**What the task requires:**
Carry on the passage about media framing and agenda setting, starting right after its last sentence.

**Passage provided:**
= Beginning of Section =
One example that helps illustrate the effects of framing involves president Nixon's involvement in the watergate scandal. According to a study conducted by Lang and Lang, the media coverage at first belittled the watergate scandal and the President's involvement. It was not until the story was framed as one of the highest political scandals in US history that the public opinion changed. This event depicts how the media personnel have a great deal of power in persuading the public's opinions. It also suggests that framing is a form of gatekeeping, similar to the agenda setting theory.

According to Weaver, framing and second-level agenda setting have the following characteristics:

Similarities are

1. Both are more concerned with how issues or other objects are depicted in the media than with which issues or objects are more or less prominently reported.
2. Both focus on most salient or prominent aspects of themes or descriptions of the objects of interest.
= End of Section =
**Given entries:**
= Beginning of Section =
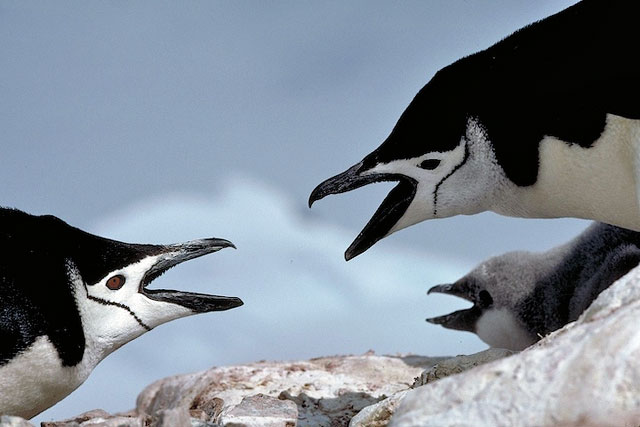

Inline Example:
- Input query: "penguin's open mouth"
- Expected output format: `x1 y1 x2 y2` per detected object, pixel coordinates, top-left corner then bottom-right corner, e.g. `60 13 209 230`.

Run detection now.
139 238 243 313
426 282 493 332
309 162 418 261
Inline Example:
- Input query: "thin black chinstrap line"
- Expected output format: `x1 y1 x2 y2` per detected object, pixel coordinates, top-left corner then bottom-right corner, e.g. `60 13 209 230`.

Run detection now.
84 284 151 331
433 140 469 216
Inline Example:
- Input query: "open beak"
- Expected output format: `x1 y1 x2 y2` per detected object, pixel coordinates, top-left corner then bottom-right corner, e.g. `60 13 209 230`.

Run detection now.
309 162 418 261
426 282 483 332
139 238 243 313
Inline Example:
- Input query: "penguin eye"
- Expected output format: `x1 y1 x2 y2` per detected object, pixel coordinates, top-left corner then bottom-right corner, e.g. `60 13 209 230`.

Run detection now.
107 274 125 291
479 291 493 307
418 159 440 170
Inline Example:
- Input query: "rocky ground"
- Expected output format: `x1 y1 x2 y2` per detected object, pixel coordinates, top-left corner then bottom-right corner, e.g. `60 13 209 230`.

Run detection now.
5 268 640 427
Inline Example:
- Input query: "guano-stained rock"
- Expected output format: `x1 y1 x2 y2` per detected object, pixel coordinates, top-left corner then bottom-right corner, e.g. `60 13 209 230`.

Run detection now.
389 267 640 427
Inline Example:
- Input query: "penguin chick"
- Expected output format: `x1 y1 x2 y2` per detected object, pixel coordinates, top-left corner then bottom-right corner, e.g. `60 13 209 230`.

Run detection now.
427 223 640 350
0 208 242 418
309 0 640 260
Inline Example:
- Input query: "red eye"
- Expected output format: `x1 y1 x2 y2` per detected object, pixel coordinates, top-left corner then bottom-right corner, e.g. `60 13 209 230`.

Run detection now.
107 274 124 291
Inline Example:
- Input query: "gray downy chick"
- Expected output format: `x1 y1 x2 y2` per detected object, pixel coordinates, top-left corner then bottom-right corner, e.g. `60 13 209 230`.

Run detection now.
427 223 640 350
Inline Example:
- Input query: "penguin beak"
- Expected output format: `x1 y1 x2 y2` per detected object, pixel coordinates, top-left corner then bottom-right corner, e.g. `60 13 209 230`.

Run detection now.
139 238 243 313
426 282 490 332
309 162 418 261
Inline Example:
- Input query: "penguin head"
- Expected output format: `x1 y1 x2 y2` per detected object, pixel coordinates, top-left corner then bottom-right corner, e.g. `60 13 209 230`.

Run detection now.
= End of Section =
= Beginning of Section =
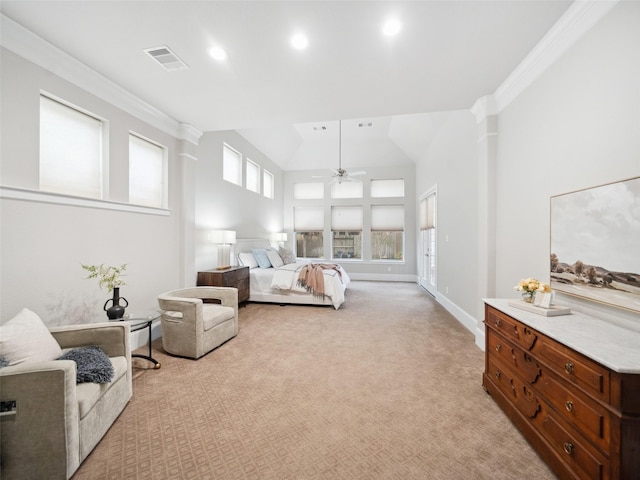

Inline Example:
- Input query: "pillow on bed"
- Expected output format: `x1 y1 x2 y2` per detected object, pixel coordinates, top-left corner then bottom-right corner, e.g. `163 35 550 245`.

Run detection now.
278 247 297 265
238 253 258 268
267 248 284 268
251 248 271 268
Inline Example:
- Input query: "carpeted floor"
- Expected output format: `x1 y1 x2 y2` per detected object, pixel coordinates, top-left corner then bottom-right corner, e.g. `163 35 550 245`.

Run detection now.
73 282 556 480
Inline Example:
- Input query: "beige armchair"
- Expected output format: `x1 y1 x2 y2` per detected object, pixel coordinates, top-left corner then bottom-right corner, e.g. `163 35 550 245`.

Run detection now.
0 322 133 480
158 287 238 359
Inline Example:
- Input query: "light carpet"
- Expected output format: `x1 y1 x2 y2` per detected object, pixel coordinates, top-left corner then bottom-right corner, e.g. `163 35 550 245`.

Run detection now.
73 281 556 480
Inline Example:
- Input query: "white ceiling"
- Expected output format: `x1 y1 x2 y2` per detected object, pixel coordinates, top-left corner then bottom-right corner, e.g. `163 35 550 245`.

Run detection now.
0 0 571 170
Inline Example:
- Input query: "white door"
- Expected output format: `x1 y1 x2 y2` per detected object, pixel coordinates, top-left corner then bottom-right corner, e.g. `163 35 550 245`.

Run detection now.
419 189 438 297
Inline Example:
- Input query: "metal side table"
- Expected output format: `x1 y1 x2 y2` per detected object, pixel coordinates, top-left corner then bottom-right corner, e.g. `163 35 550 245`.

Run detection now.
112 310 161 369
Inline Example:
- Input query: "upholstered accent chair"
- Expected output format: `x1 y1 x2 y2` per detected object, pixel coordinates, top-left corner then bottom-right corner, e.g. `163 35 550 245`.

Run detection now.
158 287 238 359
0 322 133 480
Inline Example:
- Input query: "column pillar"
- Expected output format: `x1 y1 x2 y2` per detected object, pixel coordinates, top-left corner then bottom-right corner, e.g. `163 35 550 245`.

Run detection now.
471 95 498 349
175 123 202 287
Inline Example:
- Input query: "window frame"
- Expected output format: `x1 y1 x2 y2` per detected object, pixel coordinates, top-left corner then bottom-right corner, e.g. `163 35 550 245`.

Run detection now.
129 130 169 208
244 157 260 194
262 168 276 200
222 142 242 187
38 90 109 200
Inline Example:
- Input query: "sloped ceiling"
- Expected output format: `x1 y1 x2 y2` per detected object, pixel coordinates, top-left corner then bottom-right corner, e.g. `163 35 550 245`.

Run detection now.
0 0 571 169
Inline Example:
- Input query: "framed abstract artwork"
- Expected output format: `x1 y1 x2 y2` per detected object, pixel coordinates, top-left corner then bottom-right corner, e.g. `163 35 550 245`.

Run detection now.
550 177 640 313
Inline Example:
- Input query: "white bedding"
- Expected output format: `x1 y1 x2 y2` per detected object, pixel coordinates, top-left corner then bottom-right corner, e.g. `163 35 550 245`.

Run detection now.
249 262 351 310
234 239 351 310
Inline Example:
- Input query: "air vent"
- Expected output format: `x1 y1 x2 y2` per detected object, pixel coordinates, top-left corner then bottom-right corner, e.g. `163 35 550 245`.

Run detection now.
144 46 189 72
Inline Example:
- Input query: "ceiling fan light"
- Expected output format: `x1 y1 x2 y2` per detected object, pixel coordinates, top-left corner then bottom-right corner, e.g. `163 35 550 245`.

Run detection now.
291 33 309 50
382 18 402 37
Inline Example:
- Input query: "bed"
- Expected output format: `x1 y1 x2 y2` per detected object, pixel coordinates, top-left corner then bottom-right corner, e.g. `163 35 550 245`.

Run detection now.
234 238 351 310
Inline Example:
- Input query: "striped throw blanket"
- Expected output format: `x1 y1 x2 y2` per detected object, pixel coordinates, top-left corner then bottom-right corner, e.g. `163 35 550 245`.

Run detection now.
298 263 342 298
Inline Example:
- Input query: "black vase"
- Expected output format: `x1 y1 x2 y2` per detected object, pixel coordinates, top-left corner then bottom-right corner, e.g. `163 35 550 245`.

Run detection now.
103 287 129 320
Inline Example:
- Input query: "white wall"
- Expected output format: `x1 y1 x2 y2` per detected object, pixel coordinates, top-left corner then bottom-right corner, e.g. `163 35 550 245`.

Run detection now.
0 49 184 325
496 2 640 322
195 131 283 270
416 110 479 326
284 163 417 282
= End of Section =
**Result for this exercise:**
3. Both are concerned with ways of thinking rather than objects of thinking

Differences are

1. Framing does seem to include a broader range of cognitive processes – moral evaluations, causal reasoning, appeals to principle, and recommendations for treatment of problems – than does second-level agenda-setting (the salience of attributes of an object).
 Scheufele and Tewksbury argue that "framing differs significantly from these accessibility-based models [i.e., agenda setting and priming]. It is based on the assumption that how an issue is characterized in news reports can have an influence on how it is understood by audiences;" the difference between whether we think about an issue and how we think about it. Framing and agenda setting differ in their functions in the process of news production, information processing and media effects.
1. News production: Although "both frame building and agenda building refer to macroscopic mechanisms that deal with message construction rather than media effects", frame building is more concerned with the news production process than agenda building. In other words, "how forces and groups in society try to shape public discourse about an issue by establishing predominant labels is of far greater interest from a framing perspective than from a traditional agenda-setting one."
2. News processing: For framing and agenda-setting, different conditions seem to be needed in processing messages to produce respective effects. Framing effect is more concerned with audience attention to news messages, while agenda setting is more concerned with repeated exposure to messages.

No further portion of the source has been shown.